§ **Required task**: In the forum thread on displaying hex numbers, turn the paragraph that begins "I'm using the code from the manual" into a short bulleted list that keeps its main facts.

Displaying Hex Numbers

[retepsnikrep]

Displaying hex numbers? I'm being thick I think

I'm using the code from the manual for "readowsn" to get the serial numbers for a DS18b20 sensor, but I don't want to use debug to display it, I want to output the hex numbers to my serial display using serout.

Can that be done? I did try a search and find it's easy to display the ascii value but I want the hex result displayed.

The point is the end user will note down these hex numbers and then use them in the 'multiple temp sensor on one input' reading code to address specific sensors.

http://www.picaxeforum.co.uk/showthread.php?t=8171&highlight=DS18b20

Thanks Peter

 

[westaust55]

Dispalying hex values

If you want to display the vale of a variable in Hex as opposed to decimal then I believe you need a routine like this:

SYMBOL  value  = b5
SYMBOL  first  = b6
SYMBOL  second = b7 

; read in your value here

first = value / 16
IF first < 10 THEN
  first = first + $30  ; for digits 0 to 9
ELSE
  first = first + $37  ; for chars  A to F
ENDIF

second = value // 16
IF second < 10 THEN
  second = second + $30  ; for digits 0 to 9
ELSE
  second = second + $37  ; for chars  A to F
ENDIF

SEROUT 7, N2400, (first, second, LF,CR)

: goto where ever next

You can always prefix the value with the standard "$" symbol (or alternatively with "0x") if you wish to signify it is a hex number.

 

[retepsnikrep]

Thanks you for that speedy answer, a further thought can the owin /owout use decimals as the variables to be sent? The example 's given are all using $XX hex numbers.

e.g. owout 1,%1001,($CC,$44)

 

[retepsnikrep]

Thanks

Yes it appears you can use decimal numbers I just did and it appears to work OK.

 

[westaust55]

Hex and other bases for numbers

Yes - as you have found out.

You can represent a value in decimal, binary, or two formats for hexadecimal.

try this code in the PE simulator:

b0 = 0x44          ; hex version 1
b1 = $44           ; hex version 2
b2 = 68             ; decimal
b3 = %01000100 ; binary

serout 7, N2400, (#b0," ", #b1," ", #b2," ", #b3)

all give the same answer

 

[cpedw]

Westaust,
In your first code sample, why is the offset for letters $37 for the less significant byte, but $41 for te more significant? Should it not be $41 both times?
Derek

 

[Technical]

yes, it should be the same both times.

 

[westaust55]

Westaust,
In your first code sample, why is the offset for letters $37 for the less significant byte, but $41 for te more significant? Should it not be $41 both times?
Derek

Ooops, yes there is a typo, but $37 is the correct number.

When calculating the hex value, the first offset is $30.
This is because the ASCII value for a "0" is $30 thru to $39 for the digit "9"

[Point placement records]
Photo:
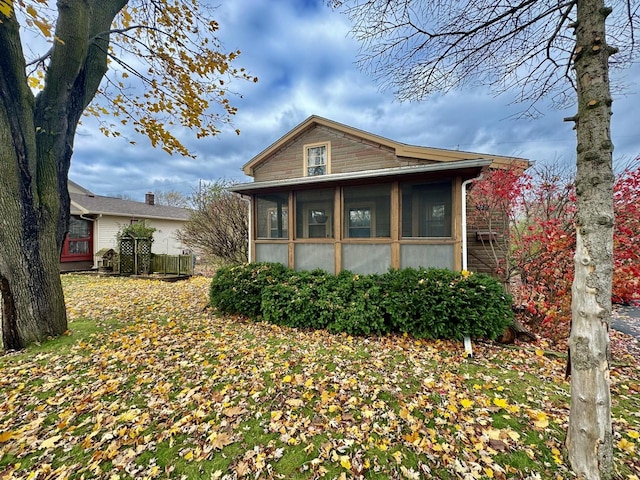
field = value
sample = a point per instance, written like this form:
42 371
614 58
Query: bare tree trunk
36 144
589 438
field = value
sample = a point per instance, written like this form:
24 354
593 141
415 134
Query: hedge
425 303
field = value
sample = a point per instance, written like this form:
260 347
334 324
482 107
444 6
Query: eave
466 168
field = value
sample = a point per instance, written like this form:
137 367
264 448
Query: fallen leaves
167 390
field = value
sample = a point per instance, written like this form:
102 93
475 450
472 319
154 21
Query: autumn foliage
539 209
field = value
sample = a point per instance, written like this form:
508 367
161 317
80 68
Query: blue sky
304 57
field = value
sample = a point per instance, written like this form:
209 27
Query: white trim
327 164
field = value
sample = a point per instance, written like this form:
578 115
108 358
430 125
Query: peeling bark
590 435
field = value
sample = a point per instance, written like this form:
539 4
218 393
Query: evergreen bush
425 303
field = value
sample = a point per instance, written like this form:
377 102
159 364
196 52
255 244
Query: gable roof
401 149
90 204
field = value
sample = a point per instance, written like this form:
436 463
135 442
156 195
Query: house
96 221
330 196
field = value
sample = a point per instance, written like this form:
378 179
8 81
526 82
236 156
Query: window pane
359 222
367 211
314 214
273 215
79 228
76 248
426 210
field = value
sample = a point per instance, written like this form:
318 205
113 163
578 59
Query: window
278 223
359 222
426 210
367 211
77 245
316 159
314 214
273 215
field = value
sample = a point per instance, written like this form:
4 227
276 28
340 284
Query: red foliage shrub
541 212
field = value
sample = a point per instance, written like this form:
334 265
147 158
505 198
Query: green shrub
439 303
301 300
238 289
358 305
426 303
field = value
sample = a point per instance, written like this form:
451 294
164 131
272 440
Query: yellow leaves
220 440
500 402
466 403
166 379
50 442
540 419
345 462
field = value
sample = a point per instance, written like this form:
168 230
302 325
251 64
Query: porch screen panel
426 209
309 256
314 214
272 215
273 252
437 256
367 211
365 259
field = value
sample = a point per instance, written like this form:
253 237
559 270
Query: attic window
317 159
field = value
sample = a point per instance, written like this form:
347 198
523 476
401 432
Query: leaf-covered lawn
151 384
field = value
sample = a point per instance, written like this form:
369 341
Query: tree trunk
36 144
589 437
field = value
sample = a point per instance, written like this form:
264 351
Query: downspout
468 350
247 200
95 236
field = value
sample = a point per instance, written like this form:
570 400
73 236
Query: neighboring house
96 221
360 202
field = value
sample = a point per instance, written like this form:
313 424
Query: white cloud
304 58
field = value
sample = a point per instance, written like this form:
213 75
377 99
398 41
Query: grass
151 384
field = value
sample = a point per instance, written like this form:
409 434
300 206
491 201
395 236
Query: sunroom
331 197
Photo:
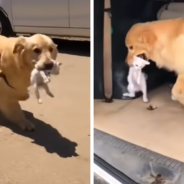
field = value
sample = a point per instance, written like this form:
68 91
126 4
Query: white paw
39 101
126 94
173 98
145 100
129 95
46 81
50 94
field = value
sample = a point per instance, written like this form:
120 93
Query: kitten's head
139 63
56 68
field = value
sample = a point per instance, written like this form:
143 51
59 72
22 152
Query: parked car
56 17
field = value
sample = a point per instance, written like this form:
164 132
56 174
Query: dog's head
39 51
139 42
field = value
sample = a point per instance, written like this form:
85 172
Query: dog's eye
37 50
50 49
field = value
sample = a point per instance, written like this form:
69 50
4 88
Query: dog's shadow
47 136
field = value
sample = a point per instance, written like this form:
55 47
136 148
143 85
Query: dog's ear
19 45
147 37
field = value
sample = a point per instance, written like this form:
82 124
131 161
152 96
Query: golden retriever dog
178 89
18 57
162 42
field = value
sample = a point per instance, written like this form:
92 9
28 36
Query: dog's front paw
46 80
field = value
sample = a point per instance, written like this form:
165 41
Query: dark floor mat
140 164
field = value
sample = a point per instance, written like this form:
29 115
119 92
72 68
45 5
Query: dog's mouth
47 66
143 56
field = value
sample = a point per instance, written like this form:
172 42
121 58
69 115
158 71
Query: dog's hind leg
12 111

§ **Full output**:
- Uses the manual's "readowsn" code to get the serial numbers of a DS18b20 sensor
- Does not want to display them with debug
- Wants to send the hex numbers to a serial display with serout